### WHAT THE EXERCISE ASKS
From the rows below, extract the lines running from the one that contains "the fur pom" through the one that contains "<point>948,721</point>", both included, and reproduce them word for word. Give only those lines.

--- START ---

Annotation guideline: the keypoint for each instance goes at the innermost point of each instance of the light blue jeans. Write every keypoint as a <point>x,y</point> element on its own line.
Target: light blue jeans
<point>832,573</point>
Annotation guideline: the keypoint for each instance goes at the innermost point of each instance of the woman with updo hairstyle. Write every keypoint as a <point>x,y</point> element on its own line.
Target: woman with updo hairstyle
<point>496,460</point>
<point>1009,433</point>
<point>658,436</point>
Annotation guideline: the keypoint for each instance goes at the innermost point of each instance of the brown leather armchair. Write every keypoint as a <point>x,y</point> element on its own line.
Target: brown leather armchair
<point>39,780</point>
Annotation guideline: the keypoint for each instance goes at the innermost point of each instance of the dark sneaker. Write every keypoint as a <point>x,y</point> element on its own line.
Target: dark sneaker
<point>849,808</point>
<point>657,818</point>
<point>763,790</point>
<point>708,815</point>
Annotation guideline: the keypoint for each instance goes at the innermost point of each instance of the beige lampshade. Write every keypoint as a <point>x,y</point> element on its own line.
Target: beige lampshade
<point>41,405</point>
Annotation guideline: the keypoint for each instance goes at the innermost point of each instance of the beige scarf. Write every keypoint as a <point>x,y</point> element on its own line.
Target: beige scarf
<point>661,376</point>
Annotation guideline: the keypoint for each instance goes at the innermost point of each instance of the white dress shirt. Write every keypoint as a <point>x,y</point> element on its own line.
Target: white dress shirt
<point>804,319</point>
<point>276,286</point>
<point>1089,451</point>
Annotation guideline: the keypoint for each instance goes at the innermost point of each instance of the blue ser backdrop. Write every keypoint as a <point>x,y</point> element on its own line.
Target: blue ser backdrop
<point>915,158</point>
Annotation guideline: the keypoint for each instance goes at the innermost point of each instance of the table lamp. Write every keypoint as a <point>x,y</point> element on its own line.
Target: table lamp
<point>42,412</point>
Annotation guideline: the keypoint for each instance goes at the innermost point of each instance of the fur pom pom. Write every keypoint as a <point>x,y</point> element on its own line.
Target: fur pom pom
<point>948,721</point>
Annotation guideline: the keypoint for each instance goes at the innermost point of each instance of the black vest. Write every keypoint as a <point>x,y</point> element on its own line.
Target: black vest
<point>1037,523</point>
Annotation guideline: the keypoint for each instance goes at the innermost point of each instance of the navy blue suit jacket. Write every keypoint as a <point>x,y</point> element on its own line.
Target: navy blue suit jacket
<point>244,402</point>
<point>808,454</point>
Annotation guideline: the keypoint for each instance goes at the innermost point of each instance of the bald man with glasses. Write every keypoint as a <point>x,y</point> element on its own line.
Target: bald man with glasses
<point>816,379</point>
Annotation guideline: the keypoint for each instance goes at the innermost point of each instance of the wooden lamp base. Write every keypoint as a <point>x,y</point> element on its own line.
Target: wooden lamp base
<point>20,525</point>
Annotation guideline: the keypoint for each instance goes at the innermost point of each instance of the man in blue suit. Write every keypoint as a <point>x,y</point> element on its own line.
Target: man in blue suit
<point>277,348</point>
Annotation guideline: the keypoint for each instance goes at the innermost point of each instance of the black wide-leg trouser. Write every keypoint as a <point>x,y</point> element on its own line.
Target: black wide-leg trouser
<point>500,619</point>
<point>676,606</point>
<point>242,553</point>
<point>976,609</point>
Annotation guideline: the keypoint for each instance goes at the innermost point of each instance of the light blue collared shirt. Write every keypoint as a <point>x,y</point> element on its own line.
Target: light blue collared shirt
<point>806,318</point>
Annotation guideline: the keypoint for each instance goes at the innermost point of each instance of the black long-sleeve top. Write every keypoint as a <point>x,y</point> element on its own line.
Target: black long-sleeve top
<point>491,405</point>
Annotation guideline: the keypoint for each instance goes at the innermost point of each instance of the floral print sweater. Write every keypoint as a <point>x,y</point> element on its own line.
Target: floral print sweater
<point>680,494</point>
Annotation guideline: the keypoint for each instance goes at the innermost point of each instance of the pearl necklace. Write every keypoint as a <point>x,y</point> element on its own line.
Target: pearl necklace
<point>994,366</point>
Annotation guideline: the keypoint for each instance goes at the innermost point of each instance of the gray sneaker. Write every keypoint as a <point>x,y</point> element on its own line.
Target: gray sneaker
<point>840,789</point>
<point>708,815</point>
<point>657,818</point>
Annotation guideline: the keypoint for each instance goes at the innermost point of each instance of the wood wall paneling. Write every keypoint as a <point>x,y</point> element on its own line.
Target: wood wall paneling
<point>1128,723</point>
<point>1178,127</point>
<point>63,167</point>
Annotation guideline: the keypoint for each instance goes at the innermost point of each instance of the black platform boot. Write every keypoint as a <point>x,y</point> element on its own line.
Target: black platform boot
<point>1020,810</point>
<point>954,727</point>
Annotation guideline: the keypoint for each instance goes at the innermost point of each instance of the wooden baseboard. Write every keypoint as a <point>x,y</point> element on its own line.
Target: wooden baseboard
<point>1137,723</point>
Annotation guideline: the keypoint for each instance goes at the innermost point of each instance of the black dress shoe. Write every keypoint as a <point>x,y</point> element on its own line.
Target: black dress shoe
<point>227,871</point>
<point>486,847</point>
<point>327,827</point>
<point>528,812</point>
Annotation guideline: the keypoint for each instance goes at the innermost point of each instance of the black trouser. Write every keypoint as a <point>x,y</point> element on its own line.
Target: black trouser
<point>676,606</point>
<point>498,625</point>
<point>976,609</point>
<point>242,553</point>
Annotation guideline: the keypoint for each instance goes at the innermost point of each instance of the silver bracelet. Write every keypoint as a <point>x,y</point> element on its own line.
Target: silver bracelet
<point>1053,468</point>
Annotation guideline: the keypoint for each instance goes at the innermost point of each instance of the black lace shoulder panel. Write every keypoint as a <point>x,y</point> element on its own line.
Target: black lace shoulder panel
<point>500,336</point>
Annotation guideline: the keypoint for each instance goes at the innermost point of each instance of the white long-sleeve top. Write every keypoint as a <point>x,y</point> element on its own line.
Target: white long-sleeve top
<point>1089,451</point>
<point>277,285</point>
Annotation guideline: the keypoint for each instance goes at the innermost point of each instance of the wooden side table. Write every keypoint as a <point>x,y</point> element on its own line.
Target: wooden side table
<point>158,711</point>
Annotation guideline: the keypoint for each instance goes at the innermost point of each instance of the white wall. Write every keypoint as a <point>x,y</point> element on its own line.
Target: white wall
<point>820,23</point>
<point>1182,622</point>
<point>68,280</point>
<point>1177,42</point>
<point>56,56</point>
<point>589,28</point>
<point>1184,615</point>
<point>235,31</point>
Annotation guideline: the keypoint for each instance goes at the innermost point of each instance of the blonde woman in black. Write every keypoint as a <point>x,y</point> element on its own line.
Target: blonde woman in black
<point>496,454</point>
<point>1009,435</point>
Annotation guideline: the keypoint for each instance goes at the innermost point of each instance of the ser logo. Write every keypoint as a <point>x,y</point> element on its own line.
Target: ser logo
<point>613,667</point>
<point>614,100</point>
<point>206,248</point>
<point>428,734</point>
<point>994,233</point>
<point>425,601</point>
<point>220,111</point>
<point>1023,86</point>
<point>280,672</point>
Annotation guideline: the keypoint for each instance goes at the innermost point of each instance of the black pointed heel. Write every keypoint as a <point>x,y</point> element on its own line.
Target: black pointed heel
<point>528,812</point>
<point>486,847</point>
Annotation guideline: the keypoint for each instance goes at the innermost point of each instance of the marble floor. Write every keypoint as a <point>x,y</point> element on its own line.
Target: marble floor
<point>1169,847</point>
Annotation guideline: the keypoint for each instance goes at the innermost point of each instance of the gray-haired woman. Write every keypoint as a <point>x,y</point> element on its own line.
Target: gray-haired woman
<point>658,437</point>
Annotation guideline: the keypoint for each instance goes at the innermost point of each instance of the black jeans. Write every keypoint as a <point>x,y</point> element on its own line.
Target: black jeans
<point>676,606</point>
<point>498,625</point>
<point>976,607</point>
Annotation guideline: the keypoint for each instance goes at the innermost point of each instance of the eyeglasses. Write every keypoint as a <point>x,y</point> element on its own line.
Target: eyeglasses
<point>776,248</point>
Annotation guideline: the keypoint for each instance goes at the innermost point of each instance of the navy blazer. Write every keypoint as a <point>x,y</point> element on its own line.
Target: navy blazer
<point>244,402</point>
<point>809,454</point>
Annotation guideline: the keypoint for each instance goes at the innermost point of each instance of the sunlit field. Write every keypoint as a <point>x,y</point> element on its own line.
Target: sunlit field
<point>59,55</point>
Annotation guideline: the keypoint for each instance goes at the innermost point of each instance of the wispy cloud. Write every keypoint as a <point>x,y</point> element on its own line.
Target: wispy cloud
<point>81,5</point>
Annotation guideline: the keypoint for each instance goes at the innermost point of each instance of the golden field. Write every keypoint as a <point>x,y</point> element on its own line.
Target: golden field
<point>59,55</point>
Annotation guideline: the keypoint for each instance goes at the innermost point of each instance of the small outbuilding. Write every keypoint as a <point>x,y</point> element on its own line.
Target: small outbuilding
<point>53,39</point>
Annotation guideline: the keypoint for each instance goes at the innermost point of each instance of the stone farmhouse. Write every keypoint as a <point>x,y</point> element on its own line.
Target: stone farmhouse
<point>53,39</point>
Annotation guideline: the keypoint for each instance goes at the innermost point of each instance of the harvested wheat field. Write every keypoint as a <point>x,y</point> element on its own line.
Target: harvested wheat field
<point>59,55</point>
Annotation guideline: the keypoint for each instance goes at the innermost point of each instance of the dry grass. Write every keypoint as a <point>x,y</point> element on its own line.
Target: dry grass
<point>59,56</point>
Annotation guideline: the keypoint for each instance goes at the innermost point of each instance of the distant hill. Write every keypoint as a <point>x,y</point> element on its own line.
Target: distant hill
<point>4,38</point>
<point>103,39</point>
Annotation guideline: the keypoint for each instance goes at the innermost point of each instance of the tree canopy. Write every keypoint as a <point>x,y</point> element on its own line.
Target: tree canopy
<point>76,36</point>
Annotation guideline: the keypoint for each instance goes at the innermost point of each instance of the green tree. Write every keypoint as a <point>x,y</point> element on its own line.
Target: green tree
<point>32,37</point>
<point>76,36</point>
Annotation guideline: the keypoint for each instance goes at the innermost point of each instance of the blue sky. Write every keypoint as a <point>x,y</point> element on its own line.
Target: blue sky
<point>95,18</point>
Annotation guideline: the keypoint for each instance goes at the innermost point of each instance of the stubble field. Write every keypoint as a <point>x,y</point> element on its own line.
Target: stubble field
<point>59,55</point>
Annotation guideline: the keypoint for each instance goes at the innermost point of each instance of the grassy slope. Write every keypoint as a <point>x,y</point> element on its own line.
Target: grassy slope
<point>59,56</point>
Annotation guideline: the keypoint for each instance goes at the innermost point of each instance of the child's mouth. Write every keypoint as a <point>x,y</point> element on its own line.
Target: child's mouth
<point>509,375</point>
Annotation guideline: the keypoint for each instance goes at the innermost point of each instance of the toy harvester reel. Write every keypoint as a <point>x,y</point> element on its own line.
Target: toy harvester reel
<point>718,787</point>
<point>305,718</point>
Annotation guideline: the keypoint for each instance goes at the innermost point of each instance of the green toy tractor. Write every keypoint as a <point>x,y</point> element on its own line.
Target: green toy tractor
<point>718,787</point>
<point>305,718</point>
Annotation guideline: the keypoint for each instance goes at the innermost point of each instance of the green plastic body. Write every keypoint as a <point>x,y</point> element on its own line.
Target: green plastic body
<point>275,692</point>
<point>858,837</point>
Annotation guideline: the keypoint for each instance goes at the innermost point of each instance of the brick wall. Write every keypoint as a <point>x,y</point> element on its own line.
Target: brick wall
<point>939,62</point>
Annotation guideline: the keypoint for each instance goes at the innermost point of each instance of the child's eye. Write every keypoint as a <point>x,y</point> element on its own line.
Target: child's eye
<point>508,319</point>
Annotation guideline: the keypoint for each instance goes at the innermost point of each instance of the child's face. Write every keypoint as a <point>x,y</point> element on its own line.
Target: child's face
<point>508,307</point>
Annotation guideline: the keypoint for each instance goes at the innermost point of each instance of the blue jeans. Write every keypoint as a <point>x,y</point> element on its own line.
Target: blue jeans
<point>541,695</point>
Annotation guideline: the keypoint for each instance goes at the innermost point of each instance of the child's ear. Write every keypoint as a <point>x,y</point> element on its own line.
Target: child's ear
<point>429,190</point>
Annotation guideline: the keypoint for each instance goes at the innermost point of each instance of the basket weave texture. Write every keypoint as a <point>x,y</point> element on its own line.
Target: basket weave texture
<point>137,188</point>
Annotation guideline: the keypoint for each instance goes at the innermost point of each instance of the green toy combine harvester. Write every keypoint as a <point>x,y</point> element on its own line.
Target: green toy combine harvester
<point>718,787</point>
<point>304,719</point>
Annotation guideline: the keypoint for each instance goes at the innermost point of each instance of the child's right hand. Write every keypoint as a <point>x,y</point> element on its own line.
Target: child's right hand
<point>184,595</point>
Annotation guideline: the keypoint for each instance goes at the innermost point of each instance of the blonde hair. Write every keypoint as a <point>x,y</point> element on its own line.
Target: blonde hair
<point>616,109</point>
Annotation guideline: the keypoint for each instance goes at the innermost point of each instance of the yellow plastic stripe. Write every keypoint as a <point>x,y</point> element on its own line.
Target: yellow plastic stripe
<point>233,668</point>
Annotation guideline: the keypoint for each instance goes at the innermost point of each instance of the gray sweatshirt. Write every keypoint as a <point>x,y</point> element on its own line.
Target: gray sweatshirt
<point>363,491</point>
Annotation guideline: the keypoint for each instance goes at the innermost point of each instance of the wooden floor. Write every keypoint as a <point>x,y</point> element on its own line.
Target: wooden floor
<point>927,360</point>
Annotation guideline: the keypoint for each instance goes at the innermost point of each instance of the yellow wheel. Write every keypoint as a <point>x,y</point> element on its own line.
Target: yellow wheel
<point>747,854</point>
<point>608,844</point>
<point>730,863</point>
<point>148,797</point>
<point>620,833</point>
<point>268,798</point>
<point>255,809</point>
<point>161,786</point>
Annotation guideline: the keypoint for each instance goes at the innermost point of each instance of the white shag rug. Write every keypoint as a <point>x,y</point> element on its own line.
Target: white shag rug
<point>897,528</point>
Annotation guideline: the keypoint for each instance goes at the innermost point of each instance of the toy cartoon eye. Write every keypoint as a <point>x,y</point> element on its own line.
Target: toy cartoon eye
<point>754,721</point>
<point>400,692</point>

--- END ---

### EXPECTED ANSWER
Annotation guideline: the keypoint for each instance goes at the innermost point of each instance of the fur pom pom. Write every keypoint as a <point>x,y</point> element on its own line.
Target: fur pom pom
<point>948,721</point>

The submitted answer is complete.